§ EXERCISE
Starting at the line that contains "# point at: the cabinet door" and ending with the final line of the records, reproduce every line in that range. Leave the lines that begin with "#" unchanged, and in the other lines multiply each coordinate by 1.55 and round it to a whole number, with halves rounded up. Give only these lines.

§ RECORDS TO USE
★ ★ ★

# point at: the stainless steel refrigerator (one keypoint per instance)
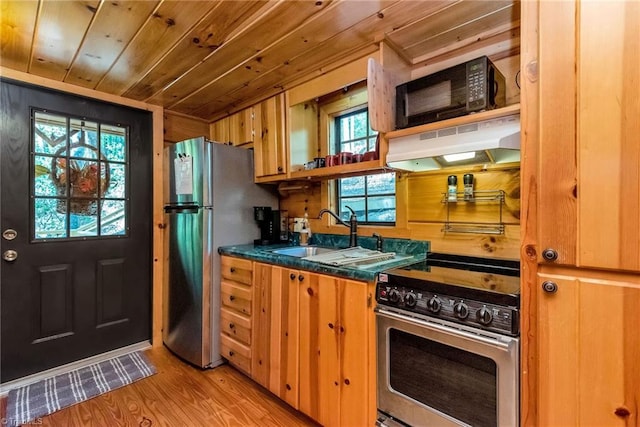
(210, 204)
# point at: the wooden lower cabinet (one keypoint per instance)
(275, 338)
(236, 297)
(312, 341)
(589, 348)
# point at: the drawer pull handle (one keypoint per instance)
(622, 412)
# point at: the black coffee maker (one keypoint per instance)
(269, 222)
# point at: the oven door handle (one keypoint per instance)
(498, 343)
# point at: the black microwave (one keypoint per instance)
(473, 86)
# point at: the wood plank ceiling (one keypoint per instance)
(209, 58)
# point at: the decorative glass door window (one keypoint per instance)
(79, 176)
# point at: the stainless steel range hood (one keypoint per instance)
(484, 142)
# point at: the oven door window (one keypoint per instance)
(455, 382)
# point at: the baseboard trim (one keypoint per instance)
(20, 382)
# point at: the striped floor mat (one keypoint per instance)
(36, 400)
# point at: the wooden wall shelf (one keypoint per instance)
(342, 171)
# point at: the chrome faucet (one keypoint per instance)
(353, 224)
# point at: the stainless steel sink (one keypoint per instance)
(303, 251)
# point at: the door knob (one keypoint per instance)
(10, 255)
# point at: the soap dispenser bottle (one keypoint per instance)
(305, 232)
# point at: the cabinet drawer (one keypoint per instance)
(236, 296)
(235, 325)
(238, 354)
(236, 269)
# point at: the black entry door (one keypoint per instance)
(75, 207)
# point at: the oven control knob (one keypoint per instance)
(394, 296)
(484, 316)
(434, 305)
(410, 299)
(461, 310)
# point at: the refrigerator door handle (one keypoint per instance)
(192, 209)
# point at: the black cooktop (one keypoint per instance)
(485, 279)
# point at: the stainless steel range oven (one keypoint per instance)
(448, 346)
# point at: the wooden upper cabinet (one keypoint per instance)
(269, 143)
(241, 127)
(589, 97)
(588, 349)
(219, 130)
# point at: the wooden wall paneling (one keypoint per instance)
(16, 33)
(608, 135)
(426, 196)
(459, 22)
(320, 58)
(218, 26)
(482, 245)
(55, 46)
(274, 23)
(104, 42)
(558, 216)
(178, 127)
(382, 79)
(162, 30)
(272, 66)
(529, 141)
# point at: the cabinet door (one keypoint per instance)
(269, 144)
(344, 343)
(589, 183)
(589, 350)
(330, 347)
(356, 402)
(283, 378)
(241, 127)
(309, 344)
(261, 340)
(608, 132)
(275, 331)
(219, 131)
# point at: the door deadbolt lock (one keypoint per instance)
(9, 234)
(10, 255)
(549, 287)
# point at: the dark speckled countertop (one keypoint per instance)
(407, 252)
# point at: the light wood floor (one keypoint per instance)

★ ★ ★

§ RESPONSE BELOW
# point at: the cabinet door (one keypoint per instance)
(417, 223)
(533, 532)
(913, 284)
(913, 543)
(512, 538)
(552, 623)
(439, 586)
(374, 197)
(479, 533)
(405, 527)
(942, 205)
(426, 513)
(339, 203)
# point at: the door deadbolt lock (one keypoint per instance)
(14, 363)
(16, 395)
(851, 445)
# point at: the dark speckled countertop (one keypoint per instance)
(631, 391)
# point at: the light wood floor (one keypoint per instance)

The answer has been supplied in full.